- COMPLETE THE FOLLOWING
[a] From the hostedcontrolplane object in the bug report, list every value assigned directly to a key. Leave out keys whose value is a nested block.
[b] Filter the entries below and keep each line that contains the word "distant".

>> start PROVIDED PASSAGE

-
Bug
-
Resolution: Done-Errata
-
Normal
-
None
-
4.16.z
Description of problem:
AWS VPCs support a primary CIDR range and multiple secondary CIDR ranges: https://aws.amazon.com/about-aws/whats-new/2017/08/amazon-virtual-private-cloud-vpc-now-allows-customers-to-expand-their-existing-vpcs/
Let's pretend a VPC exists with:
- Primary CIDR range: 10.0.0.0/24 (subnet-a)
- Seconday CIDR range: 10.1.0.0/24 (subnet-b)
and a hostedcontrolplane object like:
networking: ... machineNetwork: - cidr: 10.1.0.0/24 ... olmCatalogPlacement: management platform: aws: cloudProviderConfig: subnet: id: subnet-b vpc: vpc-069a93c6654464f03
Even though all EC2 instances will be spun up in subnet-b (10.1.0.0/24), CPO will detect the CIDR range of the VPC as 10.0.0.0/24 (https://github.com/openshift/hypershift/blob/0d10c822912ed1af924e58ccb8577d2bb1fd68be/control-plane-operator/controllers/hostedcontrolplane/hostedcontrolplane_controller.go#L4755-L4765) and create security group rules only allowing inboud traffic from 10.0.0.0/24. This specifically prevents these EC2 instances from communicating with the VPC Endpoint created by the awsendpointservice CR and reading the hosted control plane pods.

>> end PROVIDED PASSAGE
>> start RECORDED DATA

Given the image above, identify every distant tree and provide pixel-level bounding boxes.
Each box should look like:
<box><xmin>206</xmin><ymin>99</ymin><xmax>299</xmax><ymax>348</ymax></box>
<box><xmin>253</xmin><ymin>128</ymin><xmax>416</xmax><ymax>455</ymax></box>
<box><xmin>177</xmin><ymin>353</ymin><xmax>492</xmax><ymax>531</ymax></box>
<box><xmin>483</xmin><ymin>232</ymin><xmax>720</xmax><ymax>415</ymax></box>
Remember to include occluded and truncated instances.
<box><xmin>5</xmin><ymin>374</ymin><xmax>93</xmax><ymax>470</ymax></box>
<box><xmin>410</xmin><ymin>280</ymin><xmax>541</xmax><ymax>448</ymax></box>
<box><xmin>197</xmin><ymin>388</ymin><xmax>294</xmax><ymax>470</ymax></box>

>> end RECORDED DATA

- PER-TASK ANSWERS
[a]
- 10.1.0.0/24
- management
- subnet-b
- vpc-069a93c6654464f03

[b]
Given the image above, identify every distant tree and provide pixel-level bounding boxes.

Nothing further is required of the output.